[PROVIDED RECORDS — start]
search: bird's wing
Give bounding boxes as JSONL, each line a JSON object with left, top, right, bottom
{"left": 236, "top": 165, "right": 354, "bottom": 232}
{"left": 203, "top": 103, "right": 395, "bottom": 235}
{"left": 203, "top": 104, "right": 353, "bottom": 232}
[PROVIDED RECORDS — finish]
> **ASSIGNMENT**: Reproduce the data exactly. All of it is needed.

> **EXERCISE RESPONSE**:
search: bird's wing
Give bounding boxes as JSONL, each line a JSON object with left, top, right, bottom
{"left": 236, "top": 165, "right": 354, "bottom": 232}
{"left": 203, "top": 103, "right": 395, "bottom": 235}
{"left": 203, "top": 104, "right": 353, "bottom": 232}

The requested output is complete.